**ASSIGNMENT**
Retype the full set of data, character for character.

::: SUPPLIED RECORDS

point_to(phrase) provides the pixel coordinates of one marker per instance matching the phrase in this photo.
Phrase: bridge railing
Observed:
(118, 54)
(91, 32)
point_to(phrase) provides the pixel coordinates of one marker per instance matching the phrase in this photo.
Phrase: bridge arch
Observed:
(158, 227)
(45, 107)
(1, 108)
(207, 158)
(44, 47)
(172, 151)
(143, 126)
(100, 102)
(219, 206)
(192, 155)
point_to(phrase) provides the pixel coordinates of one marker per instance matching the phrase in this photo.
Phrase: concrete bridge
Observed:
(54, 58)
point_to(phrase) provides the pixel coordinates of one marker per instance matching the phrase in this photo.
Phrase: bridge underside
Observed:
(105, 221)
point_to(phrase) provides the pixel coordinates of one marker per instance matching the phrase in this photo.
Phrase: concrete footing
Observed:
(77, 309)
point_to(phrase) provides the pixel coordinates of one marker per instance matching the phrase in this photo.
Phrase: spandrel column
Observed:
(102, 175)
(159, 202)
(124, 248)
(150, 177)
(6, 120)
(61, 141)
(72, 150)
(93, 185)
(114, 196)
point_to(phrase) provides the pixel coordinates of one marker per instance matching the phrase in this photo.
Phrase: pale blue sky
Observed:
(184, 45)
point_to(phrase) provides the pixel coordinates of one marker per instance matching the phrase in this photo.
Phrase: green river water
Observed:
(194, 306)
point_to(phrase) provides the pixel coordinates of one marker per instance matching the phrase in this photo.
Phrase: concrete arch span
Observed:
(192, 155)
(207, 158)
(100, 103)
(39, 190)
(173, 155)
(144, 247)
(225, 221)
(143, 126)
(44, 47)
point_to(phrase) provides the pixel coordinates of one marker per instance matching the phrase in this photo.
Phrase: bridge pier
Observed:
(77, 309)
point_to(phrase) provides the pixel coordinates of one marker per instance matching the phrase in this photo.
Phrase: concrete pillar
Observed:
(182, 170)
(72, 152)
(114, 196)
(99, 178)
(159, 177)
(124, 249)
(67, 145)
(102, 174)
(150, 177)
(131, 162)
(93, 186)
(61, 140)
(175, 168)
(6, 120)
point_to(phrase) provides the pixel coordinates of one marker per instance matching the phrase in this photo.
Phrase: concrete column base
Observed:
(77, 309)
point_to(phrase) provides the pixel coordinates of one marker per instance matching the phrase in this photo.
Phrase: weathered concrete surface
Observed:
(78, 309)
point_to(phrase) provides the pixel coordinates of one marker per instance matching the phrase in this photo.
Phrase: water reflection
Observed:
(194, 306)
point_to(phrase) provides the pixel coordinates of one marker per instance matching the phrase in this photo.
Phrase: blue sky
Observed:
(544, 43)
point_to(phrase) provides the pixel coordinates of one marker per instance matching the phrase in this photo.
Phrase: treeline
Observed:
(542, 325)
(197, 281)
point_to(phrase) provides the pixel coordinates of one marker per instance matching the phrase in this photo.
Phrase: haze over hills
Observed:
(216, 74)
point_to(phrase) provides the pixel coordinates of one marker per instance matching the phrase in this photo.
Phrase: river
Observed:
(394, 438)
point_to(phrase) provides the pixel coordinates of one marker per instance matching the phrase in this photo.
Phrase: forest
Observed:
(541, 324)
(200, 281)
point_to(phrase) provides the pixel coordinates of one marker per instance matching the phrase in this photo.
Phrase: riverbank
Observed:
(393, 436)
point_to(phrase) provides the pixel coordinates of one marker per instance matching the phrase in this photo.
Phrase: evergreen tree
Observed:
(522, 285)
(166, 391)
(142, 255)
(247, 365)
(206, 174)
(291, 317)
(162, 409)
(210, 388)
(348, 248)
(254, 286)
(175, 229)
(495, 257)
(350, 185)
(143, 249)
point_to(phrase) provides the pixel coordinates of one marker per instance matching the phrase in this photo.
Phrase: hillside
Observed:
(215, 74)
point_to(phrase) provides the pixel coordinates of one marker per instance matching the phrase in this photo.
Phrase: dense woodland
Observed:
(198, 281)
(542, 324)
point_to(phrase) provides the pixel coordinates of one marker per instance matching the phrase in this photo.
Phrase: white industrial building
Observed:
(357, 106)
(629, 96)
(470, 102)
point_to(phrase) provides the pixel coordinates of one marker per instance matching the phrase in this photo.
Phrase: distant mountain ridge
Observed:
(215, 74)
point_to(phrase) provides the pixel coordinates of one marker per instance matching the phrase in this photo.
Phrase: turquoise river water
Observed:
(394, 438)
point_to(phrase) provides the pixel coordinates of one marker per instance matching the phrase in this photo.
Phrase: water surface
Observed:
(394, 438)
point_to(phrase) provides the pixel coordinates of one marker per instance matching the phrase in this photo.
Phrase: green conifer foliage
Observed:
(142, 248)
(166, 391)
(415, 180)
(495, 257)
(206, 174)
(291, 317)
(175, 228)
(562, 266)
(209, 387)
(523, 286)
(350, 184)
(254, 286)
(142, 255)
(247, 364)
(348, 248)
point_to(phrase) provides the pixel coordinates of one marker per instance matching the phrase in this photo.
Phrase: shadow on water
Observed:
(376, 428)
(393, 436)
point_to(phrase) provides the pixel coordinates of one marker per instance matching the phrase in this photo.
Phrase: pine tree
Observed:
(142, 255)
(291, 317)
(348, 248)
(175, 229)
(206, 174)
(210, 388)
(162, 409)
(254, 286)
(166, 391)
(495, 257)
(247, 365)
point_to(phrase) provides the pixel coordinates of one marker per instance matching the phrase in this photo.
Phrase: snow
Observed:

::::::

**WRITTEN ANSWER**
point_to(phrase) provides the pixel coordinates of one marker per instance matching the phrase in this photo.
Phrase: bridge railing
Observed:
(118, 54)
(91, 32)
point_to(phrase) provides the pixel coordinates of one marker per instance matching the phrase in this photo.
Phrase: bridge arch
Observed:
(158, 227)
(45, 107)
(1, 108)
(207, 158)
(44, 47)
(172, 151)
(143, 126)
(100, 102)
(219, 206)
(192, 155)
point_to(phrase) provides the pixel coordinates of one marker per instance matching the phrase in this photo.
Phrase: concrete bridge
Observed:
(54, 58)
point_to(phrase) provides the pixel coordinates of one marker per instance matching the phrase in this photo.
Phrase: bridge underside
Observed:
(105, 221)
point_to(phrase) provides the pixel coordinates of one marker per instance matching the phrase in this photo.
Phrase: concrete footing
Observed:
(77, 309)
point_to(phrase) provides the pixel coordinates of one marker per instance matching the phrase in this photo.
Phrase: spandrel column
Observed:
(102, 175)
(159, 202)
(124, 248)
(150, 177)
(6, 120)
(61, 141)
(72, 150)
(93, 185)
(114, 196)
point_to(phrase) provides the pixel coordinates of one marker per instance matching the phrase in this photo.
Phrase: pale blue sky
Observed:
(184, 45)
point_to(phrase) provides the pixel coordinates of one marker per instance matching the phrase in this photo.
Phrase: green river water
Observed:
(194, 306)
point_to(phrase) provides the pixel coordinates of one marker per instance matching the phrase in this photo.
Phrase: concrete arch span
Observed:
(192, 155)
(207, 158)
(100, 103)
(39, 190)
(173, 155)
(144, 247)
(225, 221)
(143, 126)
(44, 47)
point_to(phrase) provides the pixel coordinates of one marker per instance matching the phrase in this photo.
Phrase: bridge pier
Observed:
(77, 309)
point_to(phrase) provides the pixel coordinates of one marker per instance matching the phrase in this photo.
Phrase: concrete pillar
Observed:
(182, 170)
(72, 152)
(114, 196)
(99, 178)
(159, 177)
(124, 249)
(67, 145)
(102, 174)
(150, 177)
(131, 162)
(93, 186)
(61, 140)
(175, 168)
(6, 120)
point_to(phrase) provides the pixel coordinates of one marker per instance matching the phrase in this photo.
Phrase: concrete column base
Observed:
(77, 309)
point_to(phrase) provides the pixel coordinates of one marker per instance matching the phrase in this photo.
Phrase: weathered concrete surface
Observed:
(78, 309)
point_to(phrase) provides the pixel coordinates of one marker per instance matching the phrase in this photo.
Phrase: water reflection
Observed:
(194, 306)
point_to(phrase) provides the pixel coordinates of one marker per instance matching the phrase in this photo.
Phrase: blue sky
Observed:
(544, 43)
point_to(phrase) provides the pixel coordinates of one marker per instance matching the phrase in this photo.
Phrase: treeline
Observed:
(542, 325)
(197, 281)
point_to(phrase) provides the pixel coordinates of one marker per instance matching the phrase in this photo.
Phrase: haze over hills
Observed:
(216, 74)
point_to(phrase) provides the pixel coordinates of one marker per instance matching the phrase in this photo.
Phrase: river
Observed:
(394, 438)
point_to(phrase) provides the pixel coordinates of one marker per instance matching the phrase in this photo.
Phrase: forest
Observed:
(541, 324)
(200, 281)
point_to(phrase) provides the pixel coordinates of one marker per instance matching the phrase in this photo.
Phrase: riverbank
Observed:
(393, 436)
point_to(phrase) provides the pixel coordinates of one marker per instance matching the phrase in this photo.
Phrase: evergreen tree
Observed:
(522, 285)
(166, 391)
(142, 255)
(247, 365)
(206, 174)
(291, 317)
(162, 409)
(210, 388)
(348, 248)
(254, 286)
(175, 229)
(495, 257)
(350, 185)
(143, 249)
point_to(phrase) provides the pixel coordinates of one marker per instance matching the phrase in this photo.
Phrase: hillside
Observed:
(215, 74)
point_to(phrase) provides the pixel coordinates of one marker per instance matching the phrase in this photo.
Phrase: dense woodland
Observed:
(198, 281)
(542, 324)
point_to(phrase) provides the pixel coordinates of one marker per instance matching the phrase in this photo.
Phrase: white industrial building
Observed:
(357, 106)
(629, 96)
(470, 102)
point_to(phrase) provides the pixel coordinates of one marker per instance matching the phrase in this photo.
Phrase: distant mountain ridge
Observed:
(215, 74)
point_to(phrase) provides the pixel coordinates of one marker per instance matching the phrase in this photo.
Phrase: turquoise river water
Observed:
(394, 438)
point_to(phrase) provides the pixel coordinates of one marker per instance matching the phrase in this photo.
Phrase: water surface
Observed:
(394, 438)
point_to(phrase) provides the pixel coordinates of one marker per instance matching the phrase in this photo.
Phrase: green conifer foliage
Observed:
(142, 248)
(166, 391)
(415, 180)
(495, 257)
(206, 174)
(291, 317)
(175, 228)
(562, 266)
(209, 387)
(523, 286)
(350, 184)
(254, 286)
(142, 255)
(247, 364)
(348, 248)
point_to(phrase) provides the pixel coordinates of one marker per instance matching the phrase in this photo.
Phrase: shadow on water
Observed:
(376, 428)
(393, 436)
point_to(phrase) provides the pixel coordinates of one marker per instance matching the phrase in this photo.
Phrase: pine tree
Observed:
(142, 255)
(291, 317)
(348, 248)
(175, 229)
(206, 174)
(210, 388)
(162, 409)
(254, 286)
(166, 391)
(495, 257)
(247, 365)
point_to(phrase) provides the pixel coordinates of one marker per instance matching the phrase in this photo.
Phrase: snow
Observed:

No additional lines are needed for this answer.